Dataset entries:
*** Begin section ***

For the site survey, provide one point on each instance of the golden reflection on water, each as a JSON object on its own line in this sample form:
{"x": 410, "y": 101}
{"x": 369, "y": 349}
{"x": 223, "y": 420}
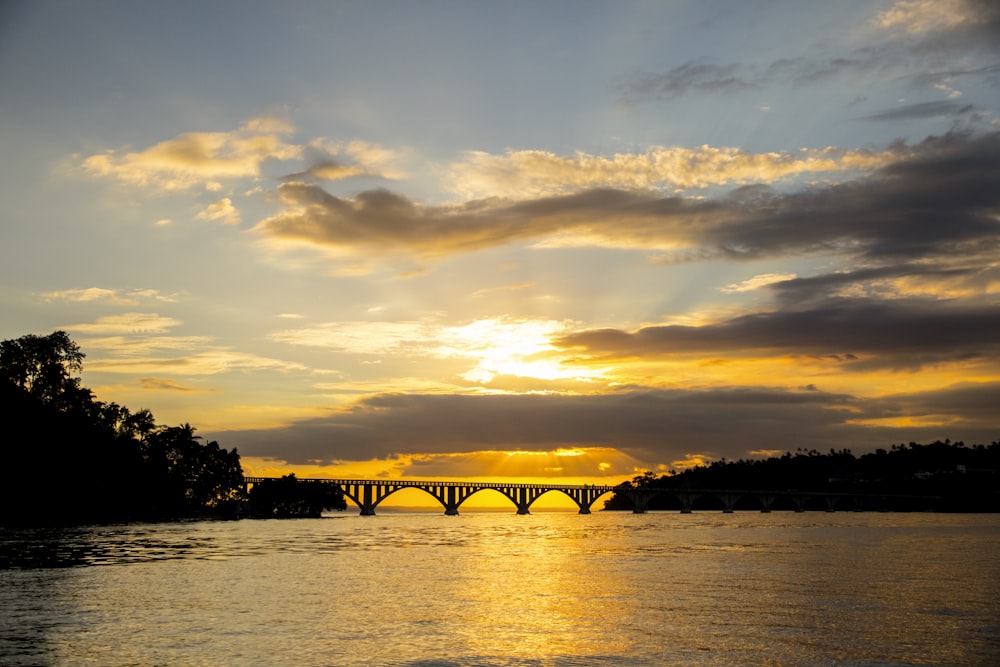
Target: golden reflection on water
{"x": 502, "y": 589}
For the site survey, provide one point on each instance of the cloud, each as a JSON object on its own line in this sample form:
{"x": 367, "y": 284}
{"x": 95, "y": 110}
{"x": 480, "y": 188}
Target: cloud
{"x": 126, "y": 323}
{"x": 938, "y": 198}
{"x": 897, "y": 334}
{"x": 501, "y": 348}
{"x": 757, "y": 282}
{"x": 113, "y": 296}
{"x": 213, "y": 361}
{"x": 923, "y": 110}
{"x": 692, "y": 76}
{"x": 921, "y": 16}
{"x": 526, "y": 174}
{"x": 163, "y": 384}
{"x": 198, "y": 159}
{"x": 222, "y": 210}
{"x": 652, "y": 426}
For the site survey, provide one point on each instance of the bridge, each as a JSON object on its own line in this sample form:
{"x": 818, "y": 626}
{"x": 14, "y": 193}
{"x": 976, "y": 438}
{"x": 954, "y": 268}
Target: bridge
{"x": 368, "y": 493}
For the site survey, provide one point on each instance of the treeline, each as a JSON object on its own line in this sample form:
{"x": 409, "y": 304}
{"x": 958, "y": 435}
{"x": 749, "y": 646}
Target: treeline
{"x": 965, "y": 478}
{"x": 71, "y": 459}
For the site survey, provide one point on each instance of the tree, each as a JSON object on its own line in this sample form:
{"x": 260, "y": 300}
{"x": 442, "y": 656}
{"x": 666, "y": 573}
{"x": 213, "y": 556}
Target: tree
{"x": 289, "y": 497}
{"x": 42, "y": 365}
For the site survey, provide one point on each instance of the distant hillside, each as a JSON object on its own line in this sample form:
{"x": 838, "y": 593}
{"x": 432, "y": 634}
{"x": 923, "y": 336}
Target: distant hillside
{"x": 967, "y": 478}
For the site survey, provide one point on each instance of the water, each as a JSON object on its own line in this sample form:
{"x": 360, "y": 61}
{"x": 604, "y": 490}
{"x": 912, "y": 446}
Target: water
{"x": 489, "y": 588}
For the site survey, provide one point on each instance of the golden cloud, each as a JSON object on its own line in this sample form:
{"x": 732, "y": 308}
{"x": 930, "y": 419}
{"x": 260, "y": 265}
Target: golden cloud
{"x": 199, "y": 158}
{"x": 919, "y": 16}
{"x": 533, "y": 173}
{"x": 222, "y": 210}
{"x": 127, "y": 323}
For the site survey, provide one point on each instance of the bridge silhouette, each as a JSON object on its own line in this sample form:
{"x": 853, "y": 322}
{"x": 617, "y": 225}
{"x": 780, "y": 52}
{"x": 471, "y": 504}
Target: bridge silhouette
{"x": 368, "y": 493}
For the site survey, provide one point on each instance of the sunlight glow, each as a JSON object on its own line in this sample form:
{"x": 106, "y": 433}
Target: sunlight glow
{"x": 506, "y": 346}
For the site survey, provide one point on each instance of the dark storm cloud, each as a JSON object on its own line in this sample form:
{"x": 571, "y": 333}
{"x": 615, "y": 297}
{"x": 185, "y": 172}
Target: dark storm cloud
{"x": 655, "y": 426}
{"x": 899, "y": 333}
{"x": 976, "y": 404}
{"x": 972, "y": 279}
{"x": 667, "y": 423}
{"x": 940, "y": 198}
{"x": 923, "y": 110}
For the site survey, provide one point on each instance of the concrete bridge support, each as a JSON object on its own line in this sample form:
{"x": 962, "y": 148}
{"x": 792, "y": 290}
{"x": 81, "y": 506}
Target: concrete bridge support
{"x": 585, "y": 497}
{"x": 766, "y": 501}
{"x": 729, "y": 501}
{"x": 687, "y": 501}
{"x": 450, "y": 496}
{"x": 367, "y": 495}
{"x": 639, "y": 499}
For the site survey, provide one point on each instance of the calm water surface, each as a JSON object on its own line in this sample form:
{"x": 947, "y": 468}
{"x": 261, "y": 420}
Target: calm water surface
{"x": 500, "y": 589}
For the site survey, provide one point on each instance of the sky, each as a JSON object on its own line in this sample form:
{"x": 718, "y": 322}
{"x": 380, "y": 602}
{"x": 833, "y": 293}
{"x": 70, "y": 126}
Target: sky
{"x": 557, "y": 241}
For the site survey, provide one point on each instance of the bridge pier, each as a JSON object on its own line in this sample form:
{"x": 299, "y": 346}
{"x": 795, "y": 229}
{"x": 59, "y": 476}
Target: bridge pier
{"x": 765, "y": 502}
{"x": 729, "y": 501}
{"x": 585, "y": 497}
{"x": 687, "y": 501}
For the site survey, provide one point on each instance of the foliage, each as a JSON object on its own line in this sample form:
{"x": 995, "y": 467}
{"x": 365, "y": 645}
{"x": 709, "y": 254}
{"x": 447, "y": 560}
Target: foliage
{"x": 967, "y": 478}
{"x": 80, "y": 460}
{"x": 289, "y": 497}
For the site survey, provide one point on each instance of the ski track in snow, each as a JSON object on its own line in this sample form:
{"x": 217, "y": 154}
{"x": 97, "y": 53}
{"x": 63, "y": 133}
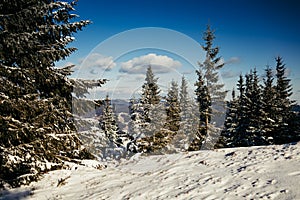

*** End section ***

## Work to be completed
Write the entries above out again exactly, but not the pictures.

## Task response
For the site survey, provide one point on each instance of the golden reflection on water, each as a JSON object on its own line in this sample form:
{"x": 410, "y": 101}
{"x": 369, "y": 349}
{"x": 223, "y": 420}
Target: golden reflection on water
{"x": 502, "y": 589}
For the site survey, provide one point on each instance of the cloud, each as a JSON object on its own line in this sample form:
{"x": 367, "y": 284}
{"x": 95, "y": 110}
{"x": 480, "y": 188}
Target: cloud
{"x": 126, "y": 323}
{"x": 938, "y": 198}
{"x": 897, "y": 334}
{"x": 501, "y": 348}
{"x": 757, "y": 282}
{"x": 113, "y": 296}
{"x": 213, "y": 361}
{"x": 923, "y": 110}
{"x": 692, "y": 76}
{"x": 921, "y": 16}
{"x": 526, "y": 174}
{"x": 163, "y": 384}
{"x": 198, "y": 159}
{"x": 222, "y": 210}
{"x": 652, "y": 426}
For the site survey, provide one point on each instance of the bridge, each as a JSON object on its own line in this sample form:
{"x": 818, "y": 626}
{"x": 14, "y": 193}
{"x": 976, "y": 438}
{"x": 954, "y": 268}
Target: bridge
{"x": 368, "y": 493}
For the site survey, provide one point on each instance of the treeline, each as a JSON object on its own line in this sample form:
{"x": 409, "y": 304}
{"x": 958, "y": 435}
{"x": 749, "y": 646}
Target: treeline
{"x": 965, "y": 478}
{"x": 71, "y": 459}
For the site survey, provide one point on each instance of the tree, each as a JSON object on its own line in this sample form:
{"x": 260, "y": 300}
{"x": 442, "y": 656}
{"x": 666, "y": 573}
{"x": 213, "y": 556}
Target: tree
{"x": 289, "y": 497}
{"x": 42, "y": 365}
For the site survey, provide one point on each instance of the distant hillside, each as a JSON object on its own line in this sample form:
{"x": 838, "y": 593}
{"x": 432, "y": 634}
{"x": 923, "y": 336}
Target: distant hillside
{"x": 967, "y": 478}
For the site survey, provide one point on each instance of the water, each as a JSON object on its own line in this sample form:
{"x": 360, "y": 61}
{"x": 604, "y": 490}
{"x": 912, "y": 446}
Target: water
{"x": 489, "y": 588}
For the site survey, provide one point on each instance of the golden cloud, each as a JSON object on its own line in this sample form:
{"x": 732, "y": 308}
{"x": 930, "y": 419}
{"x": 260, "y": 265}
Target: golden cloud
{"x": 199, "y": 158}
{"x": 919, "y": 16}
{"x": 533, "y": 173}
{"x": 222, "y": 210}
{"x": 127, "y": 323}
For the site survey, provide one point on each instance of the bridge silhouette, each as a JSON object on its own line in this sample form:
{"x": 853, "y": 322}
{"x": 617, "y": 225}
{"x": 780, "y": 52}
{"x": 471, "y": 504}
Target: bridge silhouette
{"x": 368, "y": 493}
For the site survey, provide one point on each instance of the sunlight glow, each as a JSON object on its own line in this sample form:
{"x": 106, "y": 433}
Target: sunlight glow
{"x": 506, "y": 346}
For the site survey, provide one point on each instance of the dark storm cloud, each as a JSON object on its own line in this sample form:
{"x": 571, "y": 333}
{"x": 615, "y": 297}
{"x": 185, "y": 172}
Target: dark storm cloud
{"x": 655, "y": 426}
{"x": 899, "y": 333}
{"x": 976, "y": 404}
{"x": 972, "y": 279}
{"x": 667, "y": 423}
{"x": 940, "y": 198}
{"x": 923, "y": 110}
For the site survey, provide one point on each instance of the concrete bridge support, each as a JSON object on its own line in this sample form:
{"x": 962, "y": 148}
{"x": 792, "y": 290}
{"x": 81, "y": 506}
Target: concrete bridge support
{"x": 585, "y": 497}
{"x": 766, "y": 501}
{"x": 729, "y": 501}
{"x": 687, "y": 501}
{"x": 450, "y": 496}
{"x": 367, "y": 495}
{"x": 639, "y": 499}
For the site survey, provide one point on each instance of the calm water surface, each as a JSON object on its own line in this sample form:
{"x": 947, "y": 468}
{"x": 261, "y": 420}
Target: calm water surface
{"x": 500, "y": 589}
For the site survey, provide one point on each instance of the sky, each as a JSON object on its own line in this sample form:
{"x": 718, "y": 322}
{"x": 380, "y": 602}
{"x": 833, "y": 293}
{"x": 70, "y": 126}
Target: sky
{"x": 557, "y": 241}
For the site survey, provide one point on each instance of the bridge pier, each as a JSON object on its own line in this sample form:
{"x": 299, "y": 346}
{"x": 795, "y": 229}
{"x": 59, "y": 476}
Target: bridge pier
{"x": 765, "y": 502}
{"x": 729, "y": 501}
{"x": 585, "y": 497}
{"x": 687, "y": 501}
For the site survey, provide one point on each instance of the foliage, each as a JSON object on its own line in this sample form:
{"x": 995, "y": 467}
{"x": 365, "y": 645}
{"x": 709, "y": 254}
{"x": 447, "y": 560}
Target: foliage
{"x": 967, "y": 478}
{"x": 80, "y": 460}
{"x": 289, "y": 497}
For the site survey, provide one point on each instance of the ski track in snow, each as a JSON object on its own line in this sample form:
{"x": 217, "y": 154}
{"x": 97, "y": 53}
{"x": 63, "y": 133}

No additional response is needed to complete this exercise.